## Start

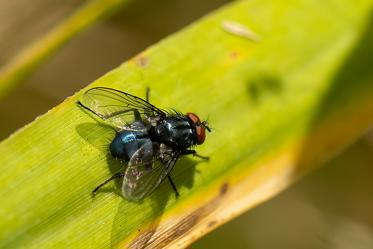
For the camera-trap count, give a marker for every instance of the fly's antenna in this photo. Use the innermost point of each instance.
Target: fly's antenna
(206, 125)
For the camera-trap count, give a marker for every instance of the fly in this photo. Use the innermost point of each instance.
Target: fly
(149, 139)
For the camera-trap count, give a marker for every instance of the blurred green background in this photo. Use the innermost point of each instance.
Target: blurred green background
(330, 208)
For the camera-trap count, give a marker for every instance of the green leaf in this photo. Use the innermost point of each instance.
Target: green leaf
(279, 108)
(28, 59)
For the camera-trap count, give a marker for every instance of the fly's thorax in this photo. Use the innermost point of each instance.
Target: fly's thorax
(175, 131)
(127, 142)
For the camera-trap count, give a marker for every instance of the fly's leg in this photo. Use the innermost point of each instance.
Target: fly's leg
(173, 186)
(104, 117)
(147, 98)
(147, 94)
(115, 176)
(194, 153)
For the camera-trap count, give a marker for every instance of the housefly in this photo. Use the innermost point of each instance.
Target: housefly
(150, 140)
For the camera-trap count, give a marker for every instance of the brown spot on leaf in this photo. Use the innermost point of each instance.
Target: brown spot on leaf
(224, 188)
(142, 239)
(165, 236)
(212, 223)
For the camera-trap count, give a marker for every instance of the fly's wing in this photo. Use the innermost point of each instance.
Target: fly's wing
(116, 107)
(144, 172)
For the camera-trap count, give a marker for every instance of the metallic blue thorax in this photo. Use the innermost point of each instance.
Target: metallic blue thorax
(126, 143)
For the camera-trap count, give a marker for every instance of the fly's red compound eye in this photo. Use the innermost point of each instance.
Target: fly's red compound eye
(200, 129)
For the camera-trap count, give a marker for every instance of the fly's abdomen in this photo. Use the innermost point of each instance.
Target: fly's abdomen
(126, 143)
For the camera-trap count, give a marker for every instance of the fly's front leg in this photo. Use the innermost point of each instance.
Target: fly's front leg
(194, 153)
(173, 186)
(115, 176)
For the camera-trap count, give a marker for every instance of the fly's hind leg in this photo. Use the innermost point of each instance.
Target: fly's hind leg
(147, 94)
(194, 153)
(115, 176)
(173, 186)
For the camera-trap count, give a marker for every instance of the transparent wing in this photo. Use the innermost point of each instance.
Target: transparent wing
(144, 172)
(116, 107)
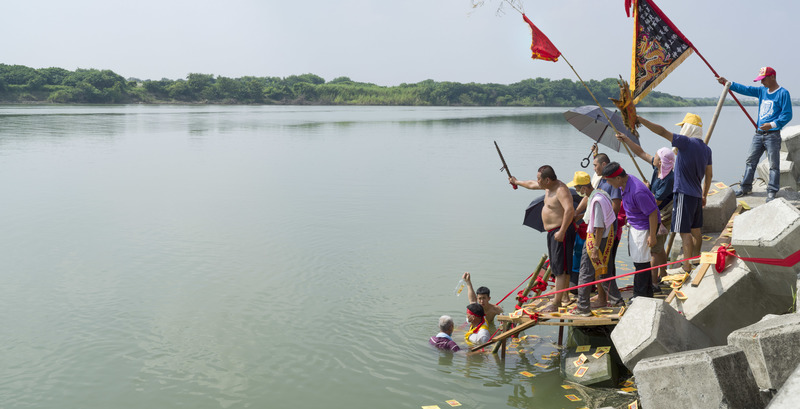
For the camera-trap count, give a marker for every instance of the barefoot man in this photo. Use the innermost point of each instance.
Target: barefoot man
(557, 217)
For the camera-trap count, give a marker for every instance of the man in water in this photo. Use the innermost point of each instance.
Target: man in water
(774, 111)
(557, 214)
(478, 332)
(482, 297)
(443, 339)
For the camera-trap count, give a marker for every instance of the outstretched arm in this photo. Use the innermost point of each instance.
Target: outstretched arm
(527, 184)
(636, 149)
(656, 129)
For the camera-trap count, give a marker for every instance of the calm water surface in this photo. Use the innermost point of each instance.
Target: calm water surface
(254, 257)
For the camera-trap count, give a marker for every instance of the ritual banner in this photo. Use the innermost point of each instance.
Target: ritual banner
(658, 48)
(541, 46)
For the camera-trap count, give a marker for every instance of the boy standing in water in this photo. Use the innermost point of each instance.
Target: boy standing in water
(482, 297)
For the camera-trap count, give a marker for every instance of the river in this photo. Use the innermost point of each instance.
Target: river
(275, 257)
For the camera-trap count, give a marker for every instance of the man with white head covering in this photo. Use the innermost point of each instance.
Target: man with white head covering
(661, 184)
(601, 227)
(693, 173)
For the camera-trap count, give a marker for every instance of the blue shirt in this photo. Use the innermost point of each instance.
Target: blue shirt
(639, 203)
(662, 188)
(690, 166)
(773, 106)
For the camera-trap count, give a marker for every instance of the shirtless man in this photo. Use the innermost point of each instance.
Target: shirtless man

## End

__Brief__: Rewrite only the stretch of rows above from the line containing "the boy standing" through the end of the rows, keeping every request line, and shift each marker coordinate by adding 31 to both of its numbers.

__Response for this exercise__:
For the camera-trap count, give a marker for every instance of the boy standing in water in this photo. Use the innermost point of each instance.
Target: boy standing in water
(513, 328)
For the camera-trap count, give a marker for every instance of the river in this photo. Use the innermost point of each instance.
Target: river
(306, 288)
For the camera-trap count, give a marker for every instance of the man with white head covering in this photo. Use the innermost point of each instance.
Target: man with white head covering
(692, 215)
(632, 258)
(724, 204)
For the camera-trap count, give a marker for every instance of the blue shirt in this photo. Use the innermost point of each instance.
Target: blue shirt
(670, 234)
(693, 219)
(721, 197)
(804, 137)
For the camera-trap count, give a marker for every instance of the shirtless man in this photo. Use the innermost point of each instance.
Target: shirtless man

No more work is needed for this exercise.